§ **Given request 1**:
Copy the listing below line for line, without changing anything, and leave out the pictures.
— Begin Text provided —
I was expecting a sign to show me the way to Châtillion, but did not see any. In a valley with such massive mountains there were basically only two ways to go: upstream or down. I knew that going towards Milan would be down. I also knew that the lesser highway was running parallel to the Autostrada. All this time I felt I was just continuing down the highway and was perplexed that no sign was indicating the next relevant town. I proceeded, but had a very bad feeling. Wasn’t that just a toll booth I slipped past? That couldn’t be, it showed the path for bikes. It suddenly occurred to me that it wasn’t a symbol for bikes but for motorcycles. My Lord, I was riding down the Autostrada, highly forbidden. I was too late. I wasn’t at all worried about my safety; the shoulder is so wide and smooth. I was worried about the police who surely would pounce on me. I picked up my pace racing for the next exit. I was hoping maybe it would be just a few kilometers away, but it wouldn’t make sense to put up a toll gate for just a few kilometers. I was cruising at a steady 24 mph, because I wanted to get this over with. Only a few trucks expressed their displeasure with me. I couldn’t blame them one bit and I waved back to them in a friendly gesture. I thought one of them is surely calling the police on me. Oh, how I need to get to the next exit. I thought about just pulling over to the side and escaping, but this never-ending-two-meter-high fence bordering the Autostada killed that idea.
I cycled a total of 11 kilometers or 7 miles when I reached the exit at the town of Nus. I found the secondary highway easy enough this time and I raced to get as far away from the Autostrada exit as possible. I kept thinking that the police were out there looking for me and may soon be driving down on this lesser highway to bust me. The further I got from Nus, the better I felt.
As I got closer to the town of Châtillion, there was a tunnel with what appeared to be the old highway going around to the outside on the side of the mountain. I took the option of not going into the tunnel, whether I was allowed or not. There was a bit of a climb to the town, as it rises high above the Dora Bàltea River. This town was very nice and I made a drink break at a café. I was feeling a little bit woozy again. I asked God, “Can’t I be rid of this nauseous feeling, so I can enjoy this tour better?” The verse “My grace is sufficient for thee,” came into my mind. It was hard so very often every day from the start, but I knew that when it was all over, I would only remember the best of it.
The valley made a turn to the south and I knew from memory that I was about half-way from Aosta to Ivrea, where signs for that town were starting to show up. I came to a massive fortress called Bard. I knew to expect something like this from all the map studying I had done in recent months, but I had no idea just how massive this structure would be. This was a fortress, more like a prison than a palace. I don’t know if this place had any part in the history of World War II, for this would have been an awfully difficult structure to confront.
— End Text provided —
— Begin Excerpted records —
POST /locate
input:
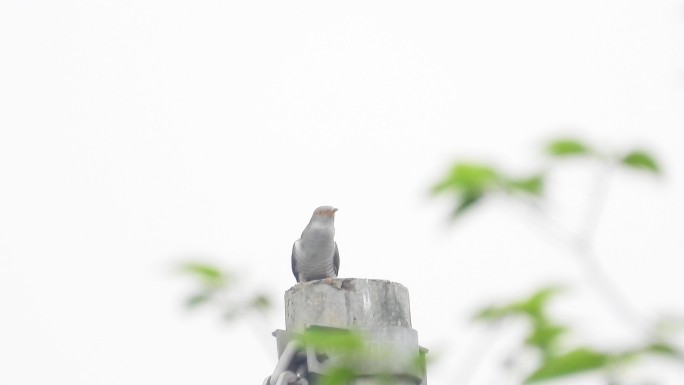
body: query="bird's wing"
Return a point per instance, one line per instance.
(336, 259)
(294, 261)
— End Excerpted records —
§ **Given request 2**:
Answer these questions about the cycling account:
(a) At which town's exit did the ride on the Autostrada end?
(b) What speed did the rider hold while on the Autostrada?
(c) What was the massive fortress called?

§ **Output 1**:
POST /locate
input:
body: query="bird's wing"
Return a point per instance, one line per instance.
(336, 259)
(294, 261)

§ **Output 2**:
(a) Nus
(b) A steady 24 mph
(c) Bard